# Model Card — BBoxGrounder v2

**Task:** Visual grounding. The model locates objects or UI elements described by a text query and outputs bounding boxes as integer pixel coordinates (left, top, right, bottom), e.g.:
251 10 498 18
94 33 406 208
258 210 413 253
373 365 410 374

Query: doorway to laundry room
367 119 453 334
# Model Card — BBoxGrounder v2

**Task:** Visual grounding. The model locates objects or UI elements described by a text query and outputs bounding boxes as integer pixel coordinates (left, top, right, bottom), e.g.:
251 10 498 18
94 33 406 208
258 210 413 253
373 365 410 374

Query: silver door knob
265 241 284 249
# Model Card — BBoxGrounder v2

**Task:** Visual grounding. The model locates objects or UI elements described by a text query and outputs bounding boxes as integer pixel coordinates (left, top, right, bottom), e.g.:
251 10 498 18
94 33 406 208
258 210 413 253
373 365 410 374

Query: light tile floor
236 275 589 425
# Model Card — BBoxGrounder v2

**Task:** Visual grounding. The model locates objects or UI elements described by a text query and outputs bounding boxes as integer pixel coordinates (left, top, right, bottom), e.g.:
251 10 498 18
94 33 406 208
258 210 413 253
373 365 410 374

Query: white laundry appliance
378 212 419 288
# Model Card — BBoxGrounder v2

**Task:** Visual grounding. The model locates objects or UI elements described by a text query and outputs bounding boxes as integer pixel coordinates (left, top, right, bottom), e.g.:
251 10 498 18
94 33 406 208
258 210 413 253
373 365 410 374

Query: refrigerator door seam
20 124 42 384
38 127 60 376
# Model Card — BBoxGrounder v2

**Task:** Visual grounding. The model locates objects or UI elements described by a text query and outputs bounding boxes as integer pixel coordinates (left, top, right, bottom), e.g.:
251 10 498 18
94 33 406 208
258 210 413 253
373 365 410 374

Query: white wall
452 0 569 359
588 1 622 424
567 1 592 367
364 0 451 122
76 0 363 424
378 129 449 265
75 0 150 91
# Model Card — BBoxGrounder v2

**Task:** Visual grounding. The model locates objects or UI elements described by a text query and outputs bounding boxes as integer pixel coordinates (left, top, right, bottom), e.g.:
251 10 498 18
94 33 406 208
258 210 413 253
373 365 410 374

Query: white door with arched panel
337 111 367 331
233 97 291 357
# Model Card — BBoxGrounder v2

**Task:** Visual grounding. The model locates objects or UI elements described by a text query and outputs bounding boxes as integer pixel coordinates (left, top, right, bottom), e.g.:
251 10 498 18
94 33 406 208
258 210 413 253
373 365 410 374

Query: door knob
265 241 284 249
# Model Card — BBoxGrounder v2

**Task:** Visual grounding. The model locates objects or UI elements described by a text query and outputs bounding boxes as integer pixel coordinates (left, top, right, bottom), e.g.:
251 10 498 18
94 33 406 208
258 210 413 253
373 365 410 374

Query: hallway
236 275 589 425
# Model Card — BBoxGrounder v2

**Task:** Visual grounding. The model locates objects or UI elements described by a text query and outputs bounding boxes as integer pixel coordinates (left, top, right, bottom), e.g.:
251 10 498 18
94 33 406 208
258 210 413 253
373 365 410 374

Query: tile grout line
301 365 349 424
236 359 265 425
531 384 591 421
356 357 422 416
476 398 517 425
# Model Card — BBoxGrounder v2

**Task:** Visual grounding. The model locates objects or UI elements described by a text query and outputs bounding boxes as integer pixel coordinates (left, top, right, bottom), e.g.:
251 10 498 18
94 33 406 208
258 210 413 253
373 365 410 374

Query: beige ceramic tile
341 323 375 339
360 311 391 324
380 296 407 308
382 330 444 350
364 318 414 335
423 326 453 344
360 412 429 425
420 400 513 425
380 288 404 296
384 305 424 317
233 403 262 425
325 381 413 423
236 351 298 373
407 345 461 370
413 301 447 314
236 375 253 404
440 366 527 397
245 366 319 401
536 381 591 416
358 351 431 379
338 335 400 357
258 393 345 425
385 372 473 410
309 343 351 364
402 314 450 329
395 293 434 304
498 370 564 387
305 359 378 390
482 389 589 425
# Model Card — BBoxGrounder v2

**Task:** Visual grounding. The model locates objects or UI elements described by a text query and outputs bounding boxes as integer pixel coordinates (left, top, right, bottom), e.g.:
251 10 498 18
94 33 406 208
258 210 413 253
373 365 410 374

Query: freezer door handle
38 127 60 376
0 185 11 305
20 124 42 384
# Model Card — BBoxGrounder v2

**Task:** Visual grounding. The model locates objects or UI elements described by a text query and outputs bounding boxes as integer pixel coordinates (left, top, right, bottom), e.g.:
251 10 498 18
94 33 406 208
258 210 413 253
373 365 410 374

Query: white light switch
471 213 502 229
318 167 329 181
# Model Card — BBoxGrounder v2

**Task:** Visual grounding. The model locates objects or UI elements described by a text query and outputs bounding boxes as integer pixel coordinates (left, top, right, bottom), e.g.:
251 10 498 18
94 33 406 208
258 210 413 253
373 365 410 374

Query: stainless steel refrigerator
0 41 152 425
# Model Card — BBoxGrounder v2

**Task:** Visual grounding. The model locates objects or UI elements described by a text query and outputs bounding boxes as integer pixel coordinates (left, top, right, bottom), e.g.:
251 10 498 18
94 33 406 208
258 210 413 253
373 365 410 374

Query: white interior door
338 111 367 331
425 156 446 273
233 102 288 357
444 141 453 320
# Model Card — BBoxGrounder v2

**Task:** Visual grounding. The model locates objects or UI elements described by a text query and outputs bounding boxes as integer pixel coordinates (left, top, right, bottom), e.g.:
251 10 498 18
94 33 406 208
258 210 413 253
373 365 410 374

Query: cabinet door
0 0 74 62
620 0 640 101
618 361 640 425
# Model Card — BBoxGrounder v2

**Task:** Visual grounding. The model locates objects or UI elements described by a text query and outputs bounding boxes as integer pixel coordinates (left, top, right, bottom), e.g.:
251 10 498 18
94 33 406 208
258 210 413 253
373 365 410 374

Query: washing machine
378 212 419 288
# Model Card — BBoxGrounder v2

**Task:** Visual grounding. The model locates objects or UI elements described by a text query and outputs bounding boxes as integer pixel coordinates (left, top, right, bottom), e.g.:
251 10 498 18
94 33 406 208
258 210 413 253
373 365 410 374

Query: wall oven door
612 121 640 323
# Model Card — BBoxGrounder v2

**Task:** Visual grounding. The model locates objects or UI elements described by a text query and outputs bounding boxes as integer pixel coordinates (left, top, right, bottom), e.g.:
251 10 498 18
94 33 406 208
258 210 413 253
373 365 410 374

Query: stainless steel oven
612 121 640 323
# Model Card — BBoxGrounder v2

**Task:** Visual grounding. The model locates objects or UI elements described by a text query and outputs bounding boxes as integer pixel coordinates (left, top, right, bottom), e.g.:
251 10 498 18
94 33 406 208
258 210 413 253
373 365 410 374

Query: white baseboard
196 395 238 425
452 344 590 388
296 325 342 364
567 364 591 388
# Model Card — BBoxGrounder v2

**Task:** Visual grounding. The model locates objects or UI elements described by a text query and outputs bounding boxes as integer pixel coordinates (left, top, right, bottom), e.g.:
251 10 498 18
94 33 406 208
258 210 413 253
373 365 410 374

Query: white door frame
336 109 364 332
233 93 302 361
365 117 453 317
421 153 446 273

Problem to work on: Every line above needs to be retyped exactly.

Written answer:
# Model Card — BBoxGrounder v2

**Task:** Visual grounding. The model locates objects or UI elements described by a text query and outputs bounding boxes as integer pixel coordinates (left, top, right, bottom), e.g.:
251 10 498 18
94 33 406 208
258 210 413 253
373 365 410 374

Query: doorway to laundry room
367 119 453 334
# Model Card — BBoxGrounder v2

**Task:** Visual grounding. The model locates objects or UI elements described by a text query and outputs bounding boxes as integer pixel coordinates (left, top, right, bottom), e.g.:
251 10 498 18
94 33 406 208
258 210 413 253
373 365 410 374

Query: silver door knob
265 241 284 249
# Model Card — BBoxGrounder v2

**Task:** Visual grounding. The model locates objects or UI elements described by a text query and outputs bounding boxes as integer pixel coordinates (left, top, right, bottom), e.g.:
251 10 498 18
94 33 406 208
258 210 413 253
373 365 410 374

Query: light tile floor
236 275 589 425
# Model Card — BBoxGrounder v2

**Task:** Visual grounding. The model locates objects or UI elements described by a text query and outputs bounding boxes as integer pixel coordinates (left, top, right, bottom), e.g.:
251 10 498 18
94 33 406 208
258 210 413 253
373 365 410 374

Query: white laundry appliance
378 212 419 288
# Model Card — BBoxGrounder v2

**Task:** Visual grounding. The model locates objects or UI elements described by a text query and outputs bounding boxes as integer pixel coordinates (left, top, right, bottom), e.g.:
251 10 498 18
94 33 406 208
258 210 413 253
373 365 410 374

Query: refrigerator door seam
20 124 42 384
38 127 60 376
# Model Card — BBoxGrounder v2

**Task:** Visual grounding. The model locates objects or UI elements described by a text query and outputs bounding boxes as integer pixel coordinates (left, top, right, bottom), e.g.:
251 10 498 18
94 33 406 208
258 210 413 253
373 365 410 374

Query: white wall
452 0 569 359
588 1 622 424
567 1 592 367
364 0 451 122
76 0 363 424
378 129 449 265
75 0 150 91
# Model Card — BBoxGrounder v2

**Task:** Visual grounding. The model locates objects or UI elements described by a text query and outputs bounding boxes as integer pixel coordinates (left, top, right, bottom), e.g.:
251 10 498 18
94 33 406 208
258 210 413 253
373 365 410 374

Query: white door with arched panel
337 111 367 331
233 97 291 357
# Model Card — BBoxGrounder v2

**Task:** Visual grounding. The model locates objects or UI elements described by a text query and outputs bounding boxes as integer pixel coordinates (left, top, right, bottom), e.g.:
251 10 498 18
94 33 406 208
258 210 413 253
373 365 410 374

Query: door knob
265 241 284 249
# Model Card — BBoxGrounder v2

**Task:** Visual grounding. The model locates objects or UI elements described by a text query and outputs bounding boxes as integer pixel coordinates (left, top, right, bottom), e.g.:
251 10 498 18
94 33 406 208
258 210 413 253
373 365 410 374

Query: hallway
236 275 589 425
# Model Card — BBoxGrounder v2

**Task:** Visual grounding. The model locates objects or UI elements described by a text query and outputs bounding boxes as integer pixel coordinates (left, top, right, bottom), e.g.:
251 10 498 18
94 33 406 208
258 210 413 253
373 365 410 374

Query: tile grout line
301 365 349 424
236 359 265 425
531 384 591 421
356 357 422 416
476 398 517 425
# Model Card — BBoxGrounder v2

**Task:** Visual grounding. The model locates objects or UI elements described by a text query and outputs bounding boxes as integer pixel coordinates (left, top, right, bottom), e.g.:
251 10 498 18
94 33 406 208
258 210 413 253
373 365 410 374

Query: beige ceramic tile
341 323 375 339
360 311 391 324
380 296 407 308
382 330 444 350
364 318 414 335
423 326 453 344
360 412 429 425
420 400 513 425
380 288 404 296
384 305 424 317
233 403 262 425
325 381 413 423
236 351 298 373
407 345 461 370
413 301 447 314
236 375 253 404
440 366 527 397
245 366 319 401
536 381 591 416
358 351 431 379
338 335 400 357
258 393 345 425
385 372 473 410
309 343 351 364
402 314 450 329
395 293 434 304
498 370 564 387
305 359 378 390
482 389 589 425
# Model Card — BBoxGrounder v2

**Task:** Visual grounding. The model locates objects or UI elements described by a text query and outputs bounding boxes as integer pixel coordinates (left, top, right, bottom), e.g.:
251 10 498 18
94 33 406 208
258 210 413 253
373 365 410 374

Query: freezer door handle
38 127 60 376
0 185 11 305
20 124 42 384
# Model Card — BBoxGrounder v2

**Task:** Visual grounding. The model locates objects or UI elements described by a text query and outputs bounding boxes as integer pixel coordinates (left, top, right, bottom), e.g.:
251 10 498 18
94 33 406 208
258 210 413 253
373 365 410 374

Query: white light switch
471 213 502 229
318 167 329 181
# Model Card — BBoxGrounder v2

**Task:** Visual grounding. The model locates objects or UI elements described by a text query and outputs bounding boxes as integer pixel coordinates (left, top, right, bottom), e.g.:
251 10 498 18
94 33 406 208
258 210 413 253
373 365 410 374

Query: stainless steel refrigerator
0 41 152 425
# Model Card — BBoxGrounder v2

**Task:** Visual grounding. The model locates objects or UI elements described by a text query and outputs bounding boxes as integer pixel coordinates (left, top, right, bottom), e.g.:
251 10 498 18
94 33 406 208
258 210 413 253
373 365 410 374

Query: white interior door
338 111 367 331
425 156 446 273
233 102 288 357
444 141 453 320
# Model Card — BBoxGrounder v2

**Task:** Visual grounding. The model locates objects or UI elements described by a text query and outputs bounding boxes as integer pixel coordinates (left, top, right, bottom), e.g.:
251 10 498 18
94 33 406 208
258 210 413 253
373 365 410 374

Query: cabinet door
0 0 74 62
620 0 640 101
618 361 640 425
# Model Card — BBoxGrounder v2

**Task:** Visual grounding. The model locates objects or UI elements described by a text query and outputs bounding boxes as integer pixel coordinates (left, top, right, bottom), e.g.:
251 10 498 18
94 33 406 208
258 210 413 253
373 365 410 374

Query: washing machine
378 212 419 288
# Model Card — BBoxGrounder v2

**Task:** Visual grounding. The model locates objects or UI elements described by a text query and outputs bounding boxes as integer pixel coordinates (left, top, right, bottom), e.g.:
251 10 498 18
94 33 406 208
258 210 413 253
373 365 410 374

Query: wall oven door
612 121 640 323
# Model Card — BBoxGrounder v2

**Task:** Visual grounding. The model locates objects or UI elements described by a text query and outputs bounding boxes as integer pixel coordinates (left, top, right, bottom), e.g.:
251 10 498 18
94 33 406 208
258 210 413 253
373 365 410 374

Query: stainless steel oven
612 121 640 323
# Model Card — BBoxGrounder v2

**Task:** Visual grounding. The model locates objects or UI elements described by a text query and outputs bounding boxes as integer pixel coordinates (left, top, right, bottom), e.g.:
251 10 498 18
94 33 406 208
258 210 413 253
373 365 410 374

Query: white baseboard
196 395 238 425
452 344 590 388
296 325 342 364
567 364 591 388
# Model Card — BBoxGrounder v2

**Task:** Visual grounding. The model locates objects or UI elements described by a text query and outputs bounding boxes as integer pixel coordinates (left, top, right, bottom), e.g.:
251 10 498 18
94 33 406 208
258 210 413 253
373 365 410 374

Query: white door frame
336 109 364 332
233 93 302 361
365 117 453 317
421 153 446 273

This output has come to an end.